Raw data:
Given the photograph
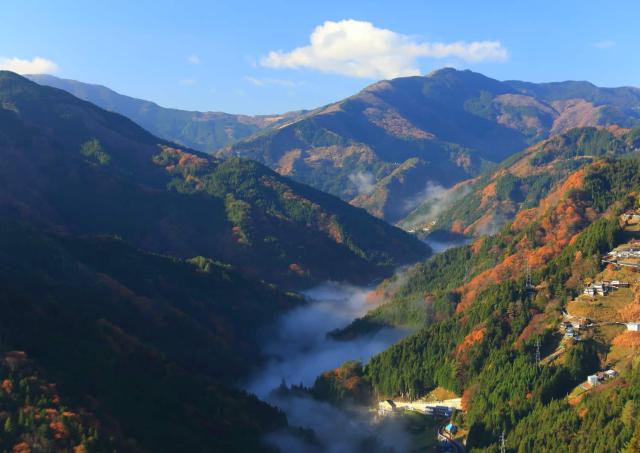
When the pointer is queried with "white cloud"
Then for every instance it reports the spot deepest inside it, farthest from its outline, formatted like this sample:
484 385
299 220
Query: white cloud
606 44
36 65
359 49
260 82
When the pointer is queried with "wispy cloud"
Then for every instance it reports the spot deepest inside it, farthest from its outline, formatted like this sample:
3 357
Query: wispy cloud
359 49
36 65
606 44
261 82
193 59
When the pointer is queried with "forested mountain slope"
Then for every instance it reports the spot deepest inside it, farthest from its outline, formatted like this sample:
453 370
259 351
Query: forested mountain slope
72 166
479 322
150 344
483 204
205 131
383 146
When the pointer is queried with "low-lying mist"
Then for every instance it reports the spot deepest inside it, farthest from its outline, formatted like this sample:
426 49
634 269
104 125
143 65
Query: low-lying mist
299 350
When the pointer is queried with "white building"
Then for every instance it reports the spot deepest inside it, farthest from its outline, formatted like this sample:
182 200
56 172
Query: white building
386 407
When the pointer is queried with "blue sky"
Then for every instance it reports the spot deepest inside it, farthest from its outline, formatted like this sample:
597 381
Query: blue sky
239 56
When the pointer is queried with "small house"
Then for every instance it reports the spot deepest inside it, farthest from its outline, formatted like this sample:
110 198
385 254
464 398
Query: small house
579 324
442 411
633 326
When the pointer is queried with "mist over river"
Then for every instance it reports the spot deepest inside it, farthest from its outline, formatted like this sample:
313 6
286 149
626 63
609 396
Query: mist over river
299 350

To do: Which lines in the records above hold the string "pointer"? Copy each of them.

Result of this task:
When the pointer is queried with "white cloud"
When the pointer is queried with "wispy cloud"
When the pointer is queried with "forested mountain slope"
When the pointer is queried with "low-lying mist"
When the pointer is queried with "white building"
When the pointer is queried with "blue sky"
When the pointer is queried with "small house"
When the pointer is queried with "mist over river"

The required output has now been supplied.